**GIVEN REQUEST A**
Repeat the part of the passage on land purchase contracts starting at "The purchase-offer contract" and ending at "of the property.".

------ PROVIDED PASSAGE

In addition to determining which rights are included in the seller’s bundle, both the seller and buyer must understand what limitations apply, if any, to one or more of the rights to be conveyed from seller to buyer.
The right of exclusive possession, for example, would be limited by a neighbor having a legal right to cross your property to get to his. Life estates and hunting leases are other common limitations. A neighbor also limits the seller’s rights if he owns the right to tap the seller’s spring, pick some of his apples or dig gravel from his pit. Those limitations run with the land.
The purchase-offer contract needs to state whether the property is being purchased and conveyed in fee, subject only to limitations of record. If the seller cannot convey this way, all the exceptions need to be identified and understood by the buyer.
A buyer may need to state that all unrecorded easements, limitations, licenses (permission to use) and similar understandings of any kind end upon the sale of the property.
How much land is being sold?
Most purchase contracts start with an identification of the property the seller is selling and the buyer is buying. That should be simple enough. But it often isn’t.
A common way to describe the seller’s property is to write language in the contract that states the buyer is buying the same property that the seller bought from his immediate predecessor in title. The property is usually not described in detail, but is referred to as that which is described in the seller’s recorded deed, Deedbook __,
Page __ , found in the Clerk’s Office in the County where the property is located. An acreage number may or may not be included. Sometimes that’s good enough.
The first property I ever bought did not include an acreage figure in the deed. The agent told me it had 100 acres. It turned out to have 60. I didn’t know enough to know that a deed should contain an acreage figure. I was 25, which explained many other things at that time as well.
I believe that both parties need an accurate understanding of the dimensions and area of the property over which they’re bargaining.
While property ownership is properly conceptualized in three layers (subsurface, surface and above-surface), the primary concern is the two-dimensional surface area to be sold, expressed in square feet or acres.
An acre is 43,560 square feet. A square acre has almost 209 feet on each side. This area was thought to represent the amount of land one man could plow in one day with one ox.
Acreage is measured as if it were perfectly flat. The hillier the property, the more surface area it actually contains. A surveyed acre should always contain at least one acre, never less, but often more owing to topography.
The seller will say to a buyer directly or through a broker how many acres he is selling. He may express this in one of the following ways:
- 100 acres
- 100 acres, by recorded survey
- 100 acres, by deed
- 100 acres, by tax map
- 100 acres, by remainder
- 100 acres, more or less
The first of these — 100 acres — fails to specify how acreage size was determined. While it may be perfectly accurate, it is essentially not much more than the seller’s opinion. It is, however, specific, and it does not protect the seller by adding more or less, plus or minus, or approximately.

------------

**GIVEN REQUEST B**
Give every line of the entries below as a numbered list, leaving out the blank lines.

------ EXERCISE MATERIAL

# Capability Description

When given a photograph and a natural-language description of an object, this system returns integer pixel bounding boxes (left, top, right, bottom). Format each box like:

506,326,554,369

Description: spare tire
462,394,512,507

------------

**COMPLETE ANSWER A**
The purchase-offer contract needs to state whether the property is being purchased and conveyed in fee, subject only to limitations of record. If the seller cannot convey this way, all the exceptions need to be identified and understood by the buyer.
A buyer may need to state that all unrecorded easements, limitations, licenses (permission to use) and similar understandings of any kind end upon the sale of the property.

**COMPLETE ANSWER B**
1. # Capability Description
2. When given a photograph and a natural-language description of an object, this system returns integer pixel bounding boxes (left, top, right, bottom). Format each box like:
3. 506,326,554,369
4. Description: spare tire
5. 462,394,512,507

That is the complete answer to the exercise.